WORK TO DO: Edit the records below by changing every "bounding box" to "enclosing box", and leave the rest of each line as it is.

Stored records
____________

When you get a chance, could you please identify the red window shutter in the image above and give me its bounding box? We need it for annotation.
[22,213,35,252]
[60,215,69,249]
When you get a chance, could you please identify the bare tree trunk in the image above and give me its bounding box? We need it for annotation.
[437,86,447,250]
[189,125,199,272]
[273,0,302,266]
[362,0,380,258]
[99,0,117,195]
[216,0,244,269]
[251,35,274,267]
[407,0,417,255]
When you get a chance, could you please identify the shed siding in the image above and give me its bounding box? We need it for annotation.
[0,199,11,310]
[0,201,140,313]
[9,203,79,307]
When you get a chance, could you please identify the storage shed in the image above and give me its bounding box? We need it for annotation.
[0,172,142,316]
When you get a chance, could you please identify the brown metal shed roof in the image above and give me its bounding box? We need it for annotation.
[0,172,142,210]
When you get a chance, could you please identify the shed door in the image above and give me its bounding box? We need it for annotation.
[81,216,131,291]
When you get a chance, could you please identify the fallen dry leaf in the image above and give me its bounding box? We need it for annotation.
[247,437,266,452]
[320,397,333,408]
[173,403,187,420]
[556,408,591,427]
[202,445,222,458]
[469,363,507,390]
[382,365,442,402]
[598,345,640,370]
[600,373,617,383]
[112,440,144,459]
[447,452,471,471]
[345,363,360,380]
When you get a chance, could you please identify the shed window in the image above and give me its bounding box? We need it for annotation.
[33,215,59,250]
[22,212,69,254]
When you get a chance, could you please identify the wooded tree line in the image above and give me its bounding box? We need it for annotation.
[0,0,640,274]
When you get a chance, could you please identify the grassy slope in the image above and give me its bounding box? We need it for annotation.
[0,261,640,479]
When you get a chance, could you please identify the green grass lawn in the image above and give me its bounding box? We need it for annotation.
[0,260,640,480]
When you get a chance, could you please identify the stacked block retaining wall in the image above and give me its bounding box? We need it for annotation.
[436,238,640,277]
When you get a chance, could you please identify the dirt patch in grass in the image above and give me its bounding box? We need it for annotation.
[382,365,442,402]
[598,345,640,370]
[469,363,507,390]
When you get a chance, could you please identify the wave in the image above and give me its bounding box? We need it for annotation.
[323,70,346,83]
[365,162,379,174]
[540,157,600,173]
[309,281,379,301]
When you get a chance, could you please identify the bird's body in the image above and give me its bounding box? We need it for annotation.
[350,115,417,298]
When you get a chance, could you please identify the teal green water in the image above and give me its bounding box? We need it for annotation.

____________

SOLVED PROBLEM:
When you get a chance, could you please identify the red window shutter in the image above and give me its enclosing box? We need it for annotation.
[22,213,35,252]
[60,215,69,249]
When you get a chance, could you please identify the bare tree trunk in the image above and give me its enclosing box? We need it for annotation.
[437,86,447,250]
[189,125,199,272]
[273,0,302,266]
[362,0,380,258]
[99,0,117,195]
[216,0,244,269]
[251,35,274,267]
[407,0,417,255]
When you get a chance, could you please identify the shed siding in the image above and give me its enclosing box? We need it for annotation.
[0,199,11,310]
[0,201,140,313]
[9,203,79,307]
When you get a chance, could you please identify the storage shed in the image above and give me its enclosing box? We need it for annotation.
[0,172,142,316]
When you get a chance, could you please identify the brown metal shed roof in the image above and give me its enclosing box? We need it for annotation.
[0,172,142,210]
When you get a chance, could you please identify the shed door in the image above and give me its enclosing box? We need it for annotation.
[81,216,131,291]
When you get a chance, could you please identify the fallen dry leaf in the image above and give me its enclosing box? We need it for annotation.
[247,437,266,452]
[320,397,333,408]
[173,403,187,420]
[556,408,591,427]
[202,445,222,458]
[469,363,507,390]
[382,365,442,402]
[598,345,640,370]
[600,373,617,383]
[112,440,144,459]
[447,452,471,471]
[345,363,360,380]
When you get a chance, could you please identify the shed window in the image above and give me its enclosing box? We need it for annotation.
[33,215,59,250]
[22,212,69,254]
When you get a chance, could you please identify the wooded tree line in the image above and give me its enclosing box? We need it for annotation.
[0,0,640,274]
When you get a chance, could you please identify the grassy slope in the image above and give me its enclosing box? We need it for annotation.
[0,261,640,479]
When you get a chance, could you please identify the green grass lawn in the image above and give me its enclosing box? We need it for annotation.
[0,260,640,480]
When you get a chance, could you please identify the stacked block retaining wall in the image above and give me its enclosing box? We need it for annotation.
[436,238,640,277]
When you get a chance, could you please identify the dirt patch in grass in the image above and give me its enclosing box? We need it for annotation.
[382,365,442,402]
[598,345,640,370]
[469,363,507,390]
When you get a chance, could you please identify the wave in the image above and give me its enclosing box? We need it for annotation.
[323,70,346,83]
[365,162,379,174]
[540,157,600,173]
[309,281,379,301]
When you get a chance, could you please identify the bird's body in the image above and give me its enclosing box? We need it for annotation.
[350,115,417,298]
When you get a chance, could you please identify the teal green water in the image above and give me its enclosing box? We need it for annotation.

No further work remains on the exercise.